- _Set problem_
Please pull out each line of the items below that contains the string "target".

- _Listing_
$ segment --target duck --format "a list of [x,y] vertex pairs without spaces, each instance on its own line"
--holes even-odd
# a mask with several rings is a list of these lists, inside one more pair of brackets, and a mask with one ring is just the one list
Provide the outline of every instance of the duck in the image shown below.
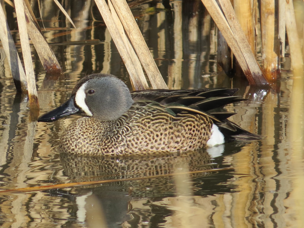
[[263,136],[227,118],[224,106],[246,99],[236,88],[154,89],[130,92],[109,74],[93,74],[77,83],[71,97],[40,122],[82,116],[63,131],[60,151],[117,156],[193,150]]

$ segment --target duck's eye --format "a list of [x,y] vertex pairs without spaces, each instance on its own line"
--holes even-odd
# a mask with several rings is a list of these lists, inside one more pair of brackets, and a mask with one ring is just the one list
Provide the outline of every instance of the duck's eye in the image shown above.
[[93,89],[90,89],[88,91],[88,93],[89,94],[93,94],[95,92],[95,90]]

---

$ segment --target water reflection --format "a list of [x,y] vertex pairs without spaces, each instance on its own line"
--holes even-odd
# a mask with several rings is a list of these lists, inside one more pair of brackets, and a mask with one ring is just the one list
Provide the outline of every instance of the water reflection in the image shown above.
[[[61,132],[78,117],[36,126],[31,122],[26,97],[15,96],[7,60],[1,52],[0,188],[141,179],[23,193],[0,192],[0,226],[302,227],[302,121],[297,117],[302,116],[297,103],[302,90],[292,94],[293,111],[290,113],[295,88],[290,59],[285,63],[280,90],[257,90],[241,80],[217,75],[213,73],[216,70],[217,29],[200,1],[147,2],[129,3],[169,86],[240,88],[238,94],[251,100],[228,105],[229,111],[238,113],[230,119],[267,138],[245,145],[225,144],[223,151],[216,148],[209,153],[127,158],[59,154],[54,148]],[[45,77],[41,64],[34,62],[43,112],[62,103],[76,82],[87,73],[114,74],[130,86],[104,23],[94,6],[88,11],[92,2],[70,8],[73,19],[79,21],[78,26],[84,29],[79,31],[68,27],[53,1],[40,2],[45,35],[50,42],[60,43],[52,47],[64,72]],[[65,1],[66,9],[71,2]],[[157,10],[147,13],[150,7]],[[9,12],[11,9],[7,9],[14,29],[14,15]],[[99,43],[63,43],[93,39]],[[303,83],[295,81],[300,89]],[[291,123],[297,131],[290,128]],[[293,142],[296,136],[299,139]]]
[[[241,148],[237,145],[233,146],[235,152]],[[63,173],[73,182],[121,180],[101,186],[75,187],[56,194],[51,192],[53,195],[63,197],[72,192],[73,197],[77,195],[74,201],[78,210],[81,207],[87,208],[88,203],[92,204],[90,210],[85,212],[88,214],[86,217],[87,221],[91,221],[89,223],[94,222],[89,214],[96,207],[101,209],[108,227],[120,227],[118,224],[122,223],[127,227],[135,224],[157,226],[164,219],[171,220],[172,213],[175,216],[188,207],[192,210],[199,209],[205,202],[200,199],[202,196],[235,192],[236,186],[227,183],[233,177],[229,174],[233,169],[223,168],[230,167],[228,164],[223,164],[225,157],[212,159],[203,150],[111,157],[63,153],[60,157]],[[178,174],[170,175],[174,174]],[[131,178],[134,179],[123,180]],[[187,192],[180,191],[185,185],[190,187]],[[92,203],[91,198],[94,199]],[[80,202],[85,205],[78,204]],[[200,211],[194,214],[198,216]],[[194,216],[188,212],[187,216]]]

- _Reply to the task_
$ segment --target duck --format "a list of [x,y] vertex pairs without spaces, each instance on its own line"
$ segment --target duck's eye --format "a list of [x,y] vertex pairs without spaces, each instance on its own line"
$ segment --target water reflection --format "a list of [x,y] vertex pairs without spaces, each instance on its own line"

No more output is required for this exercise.